• EXERCISE:
Repeat the records below, switching "single marker" to "single point" wherever it occurs and leaving everything else unchanged.

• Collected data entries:
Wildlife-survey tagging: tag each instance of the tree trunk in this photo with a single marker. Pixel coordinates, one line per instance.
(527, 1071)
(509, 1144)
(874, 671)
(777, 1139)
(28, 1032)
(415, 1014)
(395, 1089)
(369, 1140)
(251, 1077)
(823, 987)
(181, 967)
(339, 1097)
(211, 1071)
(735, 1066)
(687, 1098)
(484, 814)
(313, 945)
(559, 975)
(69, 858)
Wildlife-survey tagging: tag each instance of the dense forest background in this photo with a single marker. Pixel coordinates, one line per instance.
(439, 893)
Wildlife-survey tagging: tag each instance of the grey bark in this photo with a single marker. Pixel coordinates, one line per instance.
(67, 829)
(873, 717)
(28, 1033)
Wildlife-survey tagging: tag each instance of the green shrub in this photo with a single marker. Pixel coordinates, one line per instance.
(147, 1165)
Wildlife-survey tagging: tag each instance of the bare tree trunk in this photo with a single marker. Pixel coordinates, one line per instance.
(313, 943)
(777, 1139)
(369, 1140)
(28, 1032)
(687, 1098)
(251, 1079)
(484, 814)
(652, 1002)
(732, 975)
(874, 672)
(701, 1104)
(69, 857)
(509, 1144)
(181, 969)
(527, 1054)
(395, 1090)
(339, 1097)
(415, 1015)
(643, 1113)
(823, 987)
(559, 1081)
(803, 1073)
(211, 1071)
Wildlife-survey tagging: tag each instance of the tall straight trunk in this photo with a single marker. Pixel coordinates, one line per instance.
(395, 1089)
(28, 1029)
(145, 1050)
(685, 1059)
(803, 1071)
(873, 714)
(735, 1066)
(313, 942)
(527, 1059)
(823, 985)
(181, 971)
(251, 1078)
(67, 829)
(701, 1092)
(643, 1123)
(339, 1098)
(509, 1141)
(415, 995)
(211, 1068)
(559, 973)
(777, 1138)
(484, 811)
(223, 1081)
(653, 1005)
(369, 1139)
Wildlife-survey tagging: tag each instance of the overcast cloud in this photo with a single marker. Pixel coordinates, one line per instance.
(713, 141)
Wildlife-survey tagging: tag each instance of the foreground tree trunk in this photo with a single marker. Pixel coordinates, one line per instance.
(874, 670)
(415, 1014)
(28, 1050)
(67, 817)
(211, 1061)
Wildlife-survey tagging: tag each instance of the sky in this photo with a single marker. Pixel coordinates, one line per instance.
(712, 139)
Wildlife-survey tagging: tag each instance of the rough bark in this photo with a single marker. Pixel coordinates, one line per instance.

• TASK ANSWER:
Wildlife-survey tagging: tag each instance of the tree trunk in this photo with a single point. Pixel coordinates, one line per instance.
(527, 1071)
(509, 1144)
(874, 671)
(777, 1139)
(28, 1032)
(415, 1014)
(395, 1089)
(369, 1140)
(251, 1077)
(823, 987)
(181, 967)
(339, 1097)
(211, 1071)
(735, 1066)
(687, 1098)
(484, 814)
(313, 945)
(559, 975)
(69, 858)
Wildlife-survey tagging: tag each instance of the dense forest background in this photo with a single point. Pixel coordinates, one line per instance.
(439, 893)
Wildlife-survey tagging: tag each instance of the grey bark in this photo with a single point. Pixel coordinates, one line per instance.
(67, 829)
(873, 717)
(28, 1033)
Wildlife-survey tagging: tag each instance of the green shrub in this photo with a single point. Pixel coordinates, one line per instance.
(147, 1165)
Wildlife-survey tagging: tag each instance of the bare tree trunk in this photo with a single point. Pixel coordinates, one line per instance.
(313, 943)
(777, 1139)
(369, 1140)
(28, 1032)
(687, 1098)
(251, 1079)
(484, 814)
(652, 1002)
(732, 975)
(874, 672)
(701, 1104)
(69, 857)
(509, 1144)
(181, 969)
(527, 1054)
(395, 1090)
(339, 1097)
(415, 1015)
(643, 1113)
(823, 987)
(559, 1081)
(803, 1073)
(211, 1071)
Wildlife-survey tagging: tag each instance of the tall straight trunk in this photo with a single point. Pixel coordinates, one line per instance.
(395, 1089)
(28, 1029)
(145, 1050)
(685, 1059)
(803, 1071)
(873, 714)
(735, 1066)
(313, 942)
(527, 1059)
(823, 985)
(181, 971)
(251, 1078)
(67, 829)
(701, 1092)
(643, 1123)
(339, 1098)
(509, 1141)
(415, 995)
(211, 1068)
(559, 973)
(777, 1138)
(484, 811)
(223, 1081)
(653, 1005)
(369, 1139)
Wildlife-survey tagging: tag each instance of the overcast cloud in this photo with a single point. Pixel coordinates, one line per instance.
(713, 141)
Wildlife-survey tagging: tag each instance of the foreground tree trunk in this photo with a single point. Pixel coordinates, one line per instance.
(874, 670)
(415, 1014)
(28, 1050)
(67, 817)
(211, 1061)
Wildlife-survey tagging: tag each instance of the sky in this photo with a single point. Pixel coordinates, one line per instance.
(712, 139)
Wildlife-survey tagging: tag each instance of the rough bark in this photo with a single point. Pixel coordinates, one line per instance.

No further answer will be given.